• SET TASK: Reproduce all of the records below line for line, omitting the pictures.

• Records for pointing to objects in photos:
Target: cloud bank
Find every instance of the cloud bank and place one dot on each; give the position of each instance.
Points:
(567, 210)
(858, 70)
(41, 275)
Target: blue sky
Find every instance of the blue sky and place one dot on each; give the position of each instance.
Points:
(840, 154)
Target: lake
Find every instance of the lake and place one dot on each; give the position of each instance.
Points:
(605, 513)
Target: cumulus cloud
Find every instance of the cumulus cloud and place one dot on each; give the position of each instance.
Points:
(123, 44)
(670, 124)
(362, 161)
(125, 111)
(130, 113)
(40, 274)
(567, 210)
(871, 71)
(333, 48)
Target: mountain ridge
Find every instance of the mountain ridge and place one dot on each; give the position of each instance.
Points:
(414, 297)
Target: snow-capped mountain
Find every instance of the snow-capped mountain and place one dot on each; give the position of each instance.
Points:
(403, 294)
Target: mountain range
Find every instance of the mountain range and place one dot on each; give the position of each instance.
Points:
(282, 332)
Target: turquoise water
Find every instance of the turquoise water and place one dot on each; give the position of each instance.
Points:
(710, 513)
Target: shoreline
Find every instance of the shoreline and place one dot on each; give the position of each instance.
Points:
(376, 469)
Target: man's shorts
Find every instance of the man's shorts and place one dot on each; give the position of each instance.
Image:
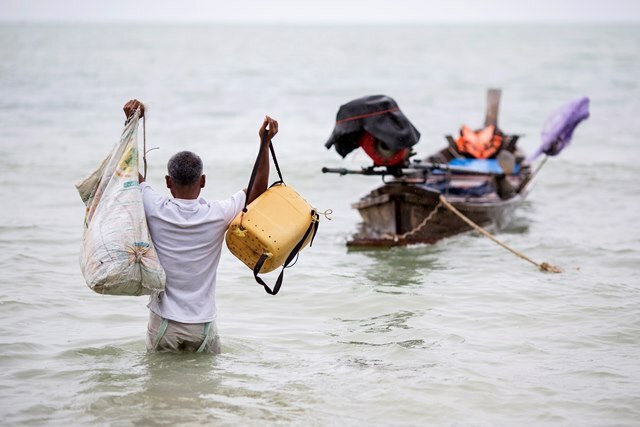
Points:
(165, 335)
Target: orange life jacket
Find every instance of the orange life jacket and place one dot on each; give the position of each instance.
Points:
(482, 144)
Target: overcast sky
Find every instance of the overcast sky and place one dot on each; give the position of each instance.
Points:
(324, 11)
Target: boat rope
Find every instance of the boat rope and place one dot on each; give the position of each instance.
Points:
(541, 266)
(403, 236)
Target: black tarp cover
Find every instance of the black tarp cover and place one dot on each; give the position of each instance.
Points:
(377, 114)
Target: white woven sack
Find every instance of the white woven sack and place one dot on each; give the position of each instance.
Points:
(117, 256)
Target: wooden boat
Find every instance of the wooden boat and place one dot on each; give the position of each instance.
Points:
(482, 174)
(408, 209)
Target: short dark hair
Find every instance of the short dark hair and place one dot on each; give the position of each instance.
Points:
(185, 168)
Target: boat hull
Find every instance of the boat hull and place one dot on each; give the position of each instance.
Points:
(403, 213)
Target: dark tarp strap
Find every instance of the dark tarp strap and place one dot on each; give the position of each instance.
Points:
(254, 172)
(313, 227)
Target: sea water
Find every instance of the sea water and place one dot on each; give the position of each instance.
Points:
(458, 333)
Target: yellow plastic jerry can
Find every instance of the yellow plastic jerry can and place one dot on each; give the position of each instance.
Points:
(273, 225)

• COMPLETE ANSWER:
Target: cloud bank
Find every instance of the cloud bank and place one dot on each; give the position of each instance.
Points:
(567, 210)
(858, 70)
(41, 275)
Target: blue sky
Find every instance of the blue sky and place one dot on each; give the position of each instance.
Points:
(840, 154)
Target: lake
Find every instance of the lake and place one dot on each; give the position of each instance.
Points:
(605, 513)
Target: cumulus cloud
Find every instance of the cumulus cloud and place one dot on each; give the position of each instance.
Points:
(123, 44)
(670, 124)
(362, 161)
(125, 111)
(130, 113)
(40, 274)
(567, 210)
(871, 71)
(333, 48)
Target: mountain ridge
Find every instance of the mountain ridge and place one dot on each; give the position of each instance.
Points:
(414, 297)
Target: snow-capped mountain
Find every instance of the snow-capped mountain and place one dot on each; give the position of each instance.
Points:
(403, 294)
Target: mountain range
Find every instance of the mountain range and place one dot on each; give the position of each instance.
Points:
(282, 332)
Target: turquoise water
Find every instance of the turquoise water and place one dot on each; give the position of each instance.
Points:
(710, 513)
Target: shoreline
Find every instance of the shoreline and place one dot on each; give the position of each instance.
Points:
(376, 469)
Target: man's shorts
Find every instance of the man's shorts and place one dot on each; give the position of each instance.
Image:
Points:
(165, 335)
Target: orange life jacket
Find every instance of the orange life jacket and place one dot on each; give the position of each instance.
Points:
(482, 144)
Target: overcast sky
Find every instance of the overcast sky and place one dot on each; give the position of each instance.
Points:
(324, 11)
Target: boat rope
Find every instance of the boat rope and place one dot on each; give the position of each instance.
Points:
(541, 266)
(403, 236)
Target: black tarp cover
Find every instance of the black tarp cover and place one dot on each; give the position of each instance.
Points:
(377, 114)
Target: white woven sack
Find every instance of the white woven sack and place one dot on each; give the position of each instance.
Points:
(117, 256)
Target: wooden boat
Find every instance of the wooden boat and place one dot on each; give the position of each instance.
Points:
(482, 174)
(408, 209)
Target: short dark hair
Find every instance of the short dark hair and place one dot on each; give the position of each instance.
Points:
(185, 168)
Target: boat hull
Find every instance of the boat hull and place one dot on each; give the position of each instance.
Points:
(403, 213)
Target: dark tarp strap
Find every instance of the dark tarp strap and place one dot on each; give the position of each instance.
Points:
(254, 172)
(313, 227)
Target: sea water
Find every instance of the sea water and place one dot on each; give the position of each instance.
Points:
(458, 333)
Target: yellow plastic jerry can
Find every instance of the yellow plastic jerry can and place one dot on each; give the position of each instance.
Points:
(273, 225)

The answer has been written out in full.